◆ Exercise
Repeat only the lines below from the one containing "mark the annex window | one pin per instance." through the one containing "mark the asphalt", inclusive, exactly as written.

Records from a data source
■ ■ ■ ■ ■

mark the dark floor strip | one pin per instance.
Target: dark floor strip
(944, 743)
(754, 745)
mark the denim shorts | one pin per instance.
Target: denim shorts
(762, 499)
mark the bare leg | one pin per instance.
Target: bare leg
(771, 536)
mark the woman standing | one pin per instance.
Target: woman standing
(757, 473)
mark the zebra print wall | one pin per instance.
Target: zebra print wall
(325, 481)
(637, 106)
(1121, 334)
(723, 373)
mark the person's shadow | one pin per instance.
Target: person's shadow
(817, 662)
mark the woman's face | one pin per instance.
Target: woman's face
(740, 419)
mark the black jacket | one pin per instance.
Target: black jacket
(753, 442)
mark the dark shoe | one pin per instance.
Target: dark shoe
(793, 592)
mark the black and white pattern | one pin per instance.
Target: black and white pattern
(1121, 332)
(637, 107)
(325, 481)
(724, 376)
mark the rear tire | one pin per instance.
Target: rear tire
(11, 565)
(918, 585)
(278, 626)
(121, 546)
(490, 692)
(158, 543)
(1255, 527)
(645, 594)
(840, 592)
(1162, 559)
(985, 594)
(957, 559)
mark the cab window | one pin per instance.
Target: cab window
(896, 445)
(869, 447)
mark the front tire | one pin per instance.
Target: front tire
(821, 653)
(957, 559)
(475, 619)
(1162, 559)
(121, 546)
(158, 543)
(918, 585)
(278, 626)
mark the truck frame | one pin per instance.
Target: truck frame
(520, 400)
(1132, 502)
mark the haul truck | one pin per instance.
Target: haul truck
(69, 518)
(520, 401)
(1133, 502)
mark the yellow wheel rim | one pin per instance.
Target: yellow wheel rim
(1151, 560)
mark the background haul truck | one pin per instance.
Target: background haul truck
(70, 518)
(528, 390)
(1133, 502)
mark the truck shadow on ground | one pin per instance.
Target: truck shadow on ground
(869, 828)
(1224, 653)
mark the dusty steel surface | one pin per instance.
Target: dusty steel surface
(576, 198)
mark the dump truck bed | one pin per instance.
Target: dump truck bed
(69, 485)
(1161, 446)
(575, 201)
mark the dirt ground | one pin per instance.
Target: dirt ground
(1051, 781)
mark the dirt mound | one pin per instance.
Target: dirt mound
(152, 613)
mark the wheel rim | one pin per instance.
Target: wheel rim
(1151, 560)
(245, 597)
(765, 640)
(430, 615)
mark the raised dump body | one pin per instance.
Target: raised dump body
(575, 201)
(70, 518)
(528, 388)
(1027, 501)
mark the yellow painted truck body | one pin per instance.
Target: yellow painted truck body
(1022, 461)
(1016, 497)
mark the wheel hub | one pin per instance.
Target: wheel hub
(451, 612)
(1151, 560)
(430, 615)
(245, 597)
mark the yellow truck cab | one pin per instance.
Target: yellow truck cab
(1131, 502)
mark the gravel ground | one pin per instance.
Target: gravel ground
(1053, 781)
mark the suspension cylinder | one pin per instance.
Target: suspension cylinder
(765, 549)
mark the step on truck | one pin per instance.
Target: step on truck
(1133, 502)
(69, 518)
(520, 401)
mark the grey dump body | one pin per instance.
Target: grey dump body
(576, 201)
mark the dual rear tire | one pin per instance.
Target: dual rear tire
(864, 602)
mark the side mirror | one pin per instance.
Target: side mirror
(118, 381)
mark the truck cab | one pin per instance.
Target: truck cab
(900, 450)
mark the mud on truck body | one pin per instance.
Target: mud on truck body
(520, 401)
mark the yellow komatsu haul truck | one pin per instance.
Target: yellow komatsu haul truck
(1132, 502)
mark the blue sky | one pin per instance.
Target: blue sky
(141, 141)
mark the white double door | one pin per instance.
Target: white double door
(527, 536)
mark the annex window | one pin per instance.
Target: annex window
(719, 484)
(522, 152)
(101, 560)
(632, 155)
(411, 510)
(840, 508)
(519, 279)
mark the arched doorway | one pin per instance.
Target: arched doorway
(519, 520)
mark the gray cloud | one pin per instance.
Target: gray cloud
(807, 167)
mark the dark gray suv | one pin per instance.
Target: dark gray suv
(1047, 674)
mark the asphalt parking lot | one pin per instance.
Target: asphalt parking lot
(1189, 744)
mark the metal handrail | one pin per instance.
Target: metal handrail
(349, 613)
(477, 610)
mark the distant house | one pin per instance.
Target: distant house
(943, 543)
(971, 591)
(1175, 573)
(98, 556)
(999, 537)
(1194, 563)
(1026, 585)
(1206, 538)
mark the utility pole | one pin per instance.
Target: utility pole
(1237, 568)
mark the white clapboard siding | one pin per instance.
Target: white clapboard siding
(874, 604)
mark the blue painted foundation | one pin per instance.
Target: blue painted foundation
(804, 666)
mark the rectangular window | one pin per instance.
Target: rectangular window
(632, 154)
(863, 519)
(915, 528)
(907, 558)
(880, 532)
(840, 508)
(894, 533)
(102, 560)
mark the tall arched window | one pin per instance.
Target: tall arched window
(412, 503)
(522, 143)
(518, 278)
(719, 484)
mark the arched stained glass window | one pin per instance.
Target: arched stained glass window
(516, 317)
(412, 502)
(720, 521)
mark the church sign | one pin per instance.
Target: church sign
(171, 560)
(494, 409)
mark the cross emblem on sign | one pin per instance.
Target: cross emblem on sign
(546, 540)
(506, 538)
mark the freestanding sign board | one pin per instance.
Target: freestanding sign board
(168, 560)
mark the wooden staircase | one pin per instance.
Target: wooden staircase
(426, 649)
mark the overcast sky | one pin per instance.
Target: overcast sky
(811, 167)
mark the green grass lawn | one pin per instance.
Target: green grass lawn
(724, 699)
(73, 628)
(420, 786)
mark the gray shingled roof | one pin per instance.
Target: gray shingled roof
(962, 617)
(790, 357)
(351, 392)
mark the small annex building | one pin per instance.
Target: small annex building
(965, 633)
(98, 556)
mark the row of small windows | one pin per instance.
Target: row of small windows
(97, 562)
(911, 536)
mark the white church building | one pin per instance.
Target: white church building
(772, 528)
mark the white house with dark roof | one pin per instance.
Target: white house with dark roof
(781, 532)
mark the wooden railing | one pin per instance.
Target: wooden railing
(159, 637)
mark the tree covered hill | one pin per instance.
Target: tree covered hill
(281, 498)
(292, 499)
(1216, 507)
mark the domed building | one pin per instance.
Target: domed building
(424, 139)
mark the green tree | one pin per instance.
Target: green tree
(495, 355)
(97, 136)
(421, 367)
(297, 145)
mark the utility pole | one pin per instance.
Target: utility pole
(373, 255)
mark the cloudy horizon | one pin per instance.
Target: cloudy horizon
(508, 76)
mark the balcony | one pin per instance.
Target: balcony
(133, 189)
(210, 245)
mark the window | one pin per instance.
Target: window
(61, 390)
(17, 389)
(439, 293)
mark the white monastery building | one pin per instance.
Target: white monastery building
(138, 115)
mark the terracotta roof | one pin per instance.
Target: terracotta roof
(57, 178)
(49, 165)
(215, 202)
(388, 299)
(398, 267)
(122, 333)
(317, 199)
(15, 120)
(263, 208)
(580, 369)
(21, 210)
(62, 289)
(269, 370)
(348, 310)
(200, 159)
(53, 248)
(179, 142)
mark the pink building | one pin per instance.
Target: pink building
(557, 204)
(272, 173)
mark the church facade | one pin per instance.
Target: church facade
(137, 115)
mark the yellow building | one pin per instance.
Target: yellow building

■ ■ ■ ■ ■

◆ Solved problem
mark the annex window | one pin per instance.
Target: annex window
(719, 484)
(522, 152)
(101, 560)
(632, 155)
(411, 510)
(840, 508)
(519, 279)
mark the arched doorway | one pin per instance.
Target: arched doorway
(519, 520)
mark the gray cloud | one pin per instance.
Target: gray cloud
(807, 167)
mark the dark gray suv | one pin per instance.
Target: dark gray suv
(1047, 674)
mark the asphalt parking lot | one pin per instance.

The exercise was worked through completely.